*** Opening of DATA TO EXAMINE ***
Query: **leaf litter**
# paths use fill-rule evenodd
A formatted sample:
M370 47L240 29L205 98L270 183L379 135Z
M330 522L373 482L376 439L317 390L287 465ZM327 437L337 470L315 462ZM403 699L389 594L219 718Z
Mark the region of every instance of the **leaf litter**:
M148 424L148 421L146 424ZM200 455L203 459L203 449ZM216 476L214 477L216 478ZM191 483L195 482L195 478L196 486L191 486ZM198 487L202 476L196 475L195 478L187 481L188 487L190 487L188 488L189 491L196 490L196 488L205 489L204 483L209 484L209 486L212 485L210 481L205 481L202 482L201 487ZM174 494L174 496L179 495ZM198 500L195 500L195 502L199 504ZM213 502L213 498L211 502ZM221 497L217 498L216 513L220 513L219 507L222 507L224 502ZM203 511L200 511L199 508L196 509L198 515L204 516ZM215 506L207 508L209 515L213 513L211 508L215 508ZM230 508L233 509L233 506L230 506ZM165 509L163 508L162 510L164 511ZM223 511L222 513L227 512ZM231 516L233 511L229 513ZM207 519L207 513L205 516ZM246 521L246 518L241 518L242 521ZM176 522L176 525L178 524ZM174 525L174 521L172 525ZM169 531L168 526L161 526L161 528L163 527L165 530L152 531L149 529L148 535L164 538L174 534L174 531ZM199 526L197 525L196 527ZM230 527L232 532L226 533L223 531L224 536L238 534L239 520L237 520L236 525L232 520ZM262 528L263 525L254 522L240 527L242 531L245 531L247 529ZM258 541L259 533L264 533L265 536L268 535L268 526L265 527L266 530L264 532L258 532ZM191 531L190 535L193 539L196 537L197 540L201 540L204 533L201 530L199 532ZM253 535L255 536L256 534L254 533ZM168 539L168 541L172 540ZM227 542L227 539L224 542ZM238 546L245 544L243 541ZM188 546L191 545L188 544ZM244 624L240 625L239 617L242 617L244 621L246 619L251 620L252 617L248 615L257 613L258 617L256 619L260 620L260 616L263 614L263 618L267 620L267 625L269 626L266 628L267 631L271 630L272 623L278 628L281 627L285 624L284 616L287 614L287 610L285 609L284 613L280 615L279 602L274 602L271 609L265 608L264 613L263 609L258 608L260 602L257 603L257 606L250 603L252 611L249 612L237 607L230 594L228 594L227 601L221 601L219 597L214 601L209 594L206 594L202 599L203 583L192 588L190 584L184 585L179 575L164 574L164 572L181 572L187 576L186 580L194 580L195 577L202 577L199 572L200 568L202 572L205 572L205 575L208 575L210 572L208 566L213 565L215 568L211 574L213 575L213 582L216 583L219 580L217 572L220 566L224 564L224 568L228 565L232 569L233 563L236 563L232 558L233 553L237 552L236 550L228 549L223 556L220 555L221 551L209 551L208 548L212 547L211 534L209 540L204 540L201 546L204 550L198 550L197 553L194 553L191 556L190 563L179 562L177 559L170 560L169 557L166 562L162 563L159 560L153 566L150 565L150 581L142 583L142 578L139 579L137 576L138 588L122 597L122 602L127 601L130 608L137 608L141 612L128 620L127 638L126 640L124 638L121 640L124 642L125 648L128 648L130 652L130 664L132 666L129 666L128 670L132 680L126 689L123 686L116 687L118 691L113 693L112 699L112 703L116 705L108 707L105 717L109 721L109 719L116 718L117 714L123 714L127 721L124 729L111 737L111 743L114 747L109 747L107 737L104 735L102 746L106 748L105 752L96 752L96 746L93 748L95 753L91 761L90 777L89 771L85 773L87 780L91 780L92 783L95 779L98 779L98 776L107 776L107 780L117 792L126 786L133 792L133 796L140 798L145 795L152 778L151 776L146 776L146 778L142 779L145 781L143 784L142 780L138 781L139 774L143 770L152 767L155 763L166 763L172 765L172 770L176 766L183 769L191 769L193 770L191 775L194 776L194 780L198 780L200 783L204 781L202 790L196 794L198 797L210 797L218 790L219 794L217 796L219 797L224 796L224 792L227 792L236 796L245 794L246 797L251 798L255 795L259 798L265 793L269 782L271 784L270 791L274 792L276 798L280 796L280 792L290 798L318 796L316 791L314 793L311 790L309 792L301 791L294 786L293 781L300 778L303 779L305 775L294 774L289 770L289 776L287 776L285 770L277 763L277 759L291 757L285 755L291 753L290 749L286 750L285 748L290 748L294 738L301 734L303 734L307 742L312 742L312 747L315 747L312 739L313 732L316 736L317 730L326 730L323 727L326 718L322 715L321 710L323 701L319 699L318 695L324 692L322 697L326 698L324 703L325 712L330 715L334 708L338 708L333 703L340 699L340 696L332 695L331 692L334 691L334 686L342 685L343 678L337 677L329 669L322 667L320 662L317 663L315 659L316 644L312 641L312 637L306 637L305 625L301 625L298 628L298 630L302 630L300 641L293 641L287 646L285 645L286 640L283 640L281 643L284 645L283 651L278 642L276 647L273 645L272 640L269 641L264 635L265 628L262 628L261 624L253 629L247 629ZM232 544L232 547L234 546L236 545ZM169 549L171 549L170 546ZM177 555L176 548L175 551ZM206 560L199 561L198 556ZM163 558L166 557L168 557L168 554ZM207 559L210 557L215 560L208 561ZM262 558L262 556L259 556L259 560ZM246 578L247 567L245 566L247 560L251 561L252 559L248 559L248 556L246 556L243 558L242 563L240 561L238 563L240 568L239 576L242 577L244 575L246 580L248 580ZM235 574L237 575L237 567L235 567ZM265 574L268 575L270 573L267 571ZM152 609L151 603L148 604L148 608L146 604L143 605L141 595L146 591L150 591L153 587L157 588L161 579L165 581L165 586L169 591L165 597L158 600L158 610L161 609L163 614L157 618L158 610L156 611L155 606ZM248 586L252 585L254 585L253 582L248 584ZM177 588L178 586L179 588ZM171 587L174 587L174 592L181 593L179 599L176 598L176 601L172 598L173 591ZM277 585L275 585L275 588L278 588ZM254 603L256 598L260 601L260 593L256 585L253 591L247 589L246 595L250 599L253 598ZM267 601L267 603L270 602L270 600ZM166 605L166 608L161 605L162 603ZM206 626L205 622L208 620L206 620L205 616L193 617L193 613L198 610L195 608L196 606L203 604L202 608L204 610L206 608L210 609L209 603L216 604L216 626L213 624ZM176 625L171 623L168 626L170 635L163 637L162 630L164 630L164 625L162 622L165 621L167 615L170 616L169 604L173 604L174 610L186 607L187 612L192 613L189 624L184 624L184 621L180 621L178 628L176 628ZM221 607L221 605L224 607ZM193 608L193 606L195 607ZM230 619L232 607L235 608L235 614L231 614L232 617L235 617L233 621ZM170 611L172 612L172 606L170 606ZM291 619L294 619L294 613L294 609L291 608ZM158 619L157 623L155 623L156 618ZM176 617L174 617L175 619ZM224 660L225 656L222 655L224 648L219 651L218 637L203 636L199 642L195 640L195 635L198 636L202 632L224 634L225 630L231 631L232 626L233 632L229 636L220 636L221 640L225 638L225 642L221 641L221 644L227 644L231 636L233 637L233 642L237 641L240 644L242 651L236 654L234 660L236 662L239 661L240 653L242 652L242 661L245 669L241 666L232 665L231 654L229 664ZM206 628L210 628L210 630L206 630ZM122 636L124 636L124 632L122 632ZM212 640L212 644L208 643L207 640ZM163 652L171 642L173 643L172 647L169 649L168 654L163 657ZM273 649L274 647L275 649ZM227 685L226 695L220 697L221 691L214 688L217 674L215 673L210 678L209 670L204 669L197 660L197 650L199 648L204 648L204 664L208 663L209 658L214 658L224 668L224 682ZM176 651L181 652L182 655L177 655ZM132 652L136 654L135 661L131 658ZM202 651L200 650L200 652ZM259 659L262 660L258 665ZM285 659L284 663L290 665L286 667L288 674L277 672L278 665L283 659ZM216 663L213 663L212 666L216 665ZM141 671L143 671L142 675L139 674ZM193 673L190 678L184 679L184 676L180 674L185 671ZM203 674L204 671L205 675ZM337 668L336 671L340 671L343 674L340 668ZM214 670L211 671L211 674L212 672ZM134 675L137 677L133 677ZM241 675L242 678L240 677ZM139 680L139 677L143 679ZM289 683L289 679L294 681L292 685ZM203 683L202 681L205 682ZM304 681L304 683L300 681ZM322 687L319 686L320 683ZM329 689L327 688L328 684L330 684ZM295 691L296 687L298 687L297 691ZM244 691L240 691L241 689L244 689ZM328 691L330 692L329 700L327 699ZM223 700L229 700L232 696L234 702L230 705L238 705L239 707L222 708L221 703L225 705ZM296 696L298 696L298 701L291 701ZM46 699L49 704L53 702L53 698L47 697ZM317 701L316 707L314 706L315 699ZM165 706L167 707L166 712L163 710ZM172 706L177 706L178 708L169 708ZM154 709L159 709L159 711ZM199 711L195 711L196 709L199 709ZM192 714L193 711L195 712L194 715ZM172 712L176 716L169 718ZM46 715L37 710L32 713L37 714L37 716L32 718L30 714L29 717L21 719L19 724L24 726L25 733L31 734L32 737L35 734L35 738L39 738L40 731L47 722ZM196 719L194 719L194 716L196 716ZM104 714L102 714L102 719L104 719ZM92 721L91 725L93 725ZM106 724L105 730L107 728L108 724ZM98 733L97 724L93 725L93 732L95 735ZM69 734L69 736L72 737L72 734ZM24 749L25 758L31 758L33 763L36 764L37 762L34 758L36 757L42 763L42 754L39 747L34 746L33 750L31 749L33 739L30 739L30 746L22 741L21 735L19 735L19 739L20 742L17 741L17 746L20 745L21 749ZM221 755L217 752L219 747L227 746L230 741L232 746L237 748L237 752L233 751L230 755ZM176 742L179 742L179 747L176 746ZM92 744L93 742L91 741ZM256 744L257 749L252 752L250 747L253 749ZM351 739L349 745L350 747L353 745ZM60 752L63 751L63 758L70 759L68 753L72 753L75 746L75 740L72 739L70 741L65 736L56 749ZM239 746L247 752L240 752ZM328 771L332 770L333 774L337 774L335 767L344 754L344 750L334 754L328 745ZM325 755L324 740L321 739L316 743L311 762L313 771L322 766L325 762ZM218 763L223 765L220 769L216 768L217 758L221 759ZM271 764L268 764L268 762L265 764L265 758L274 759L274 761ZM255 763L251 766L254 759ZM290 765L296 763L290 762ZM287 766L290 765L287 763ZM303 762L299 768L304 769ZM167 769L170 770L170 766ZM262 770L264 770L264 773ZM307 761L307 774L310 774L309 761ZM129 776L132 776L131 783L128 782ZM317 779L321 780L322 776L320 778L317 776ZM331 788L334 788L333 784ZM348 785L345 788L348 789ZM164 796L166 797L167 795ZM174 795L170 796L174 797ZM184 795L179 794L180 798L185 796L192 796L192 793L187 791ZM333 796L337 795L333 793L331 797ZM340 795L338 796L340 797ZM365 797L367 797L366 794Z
*** Close of DATA TO EXAMINE ***
*** Opening of DATA TO EXAMINE ***
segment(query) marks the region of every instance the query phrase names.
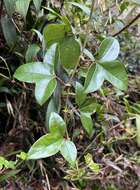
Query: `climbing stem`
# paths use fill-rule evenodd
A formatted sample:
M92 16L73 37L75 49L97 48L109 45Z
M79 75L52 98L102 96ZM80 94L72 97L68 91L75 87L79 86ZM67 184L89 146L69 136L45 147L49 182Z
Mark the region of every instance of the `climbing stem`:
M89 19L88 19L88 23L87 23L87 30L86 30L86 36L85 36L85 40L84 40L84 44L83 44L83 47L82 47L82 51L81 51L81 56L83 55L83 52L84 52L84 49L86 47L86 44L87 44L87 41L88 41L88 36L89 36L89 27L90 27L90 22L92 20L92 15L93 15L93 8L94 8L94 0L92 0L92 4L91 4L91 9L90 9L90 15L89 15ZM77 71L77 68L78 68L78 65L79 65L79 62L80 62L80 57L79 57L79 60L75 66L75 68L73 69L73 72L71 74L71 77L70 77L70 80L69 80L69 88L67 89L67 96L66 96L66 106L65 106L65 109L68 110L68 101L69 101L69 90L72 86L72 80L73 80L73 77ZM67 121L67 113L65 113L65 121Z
*** Close of DATA TO EXAMINE ***
▶ PROBLEM DETAILS: Only the lines above starting with the one with "Query: **leaf litter**" and going through the one with "M330 522L373 482L376" are to be copied, word for word and with both ends kept.

▶ ANSWER SECTION:
Query: **leaf litter**
# paths use fill-rule evenodd
A formatted sample:
M370 47L240 29L205 98L270 183L379 135Z
M330 522L373 482L376 439L317 390L287 465ZM327 437L337 470L315 462ZM403 699L389 594L219 718Z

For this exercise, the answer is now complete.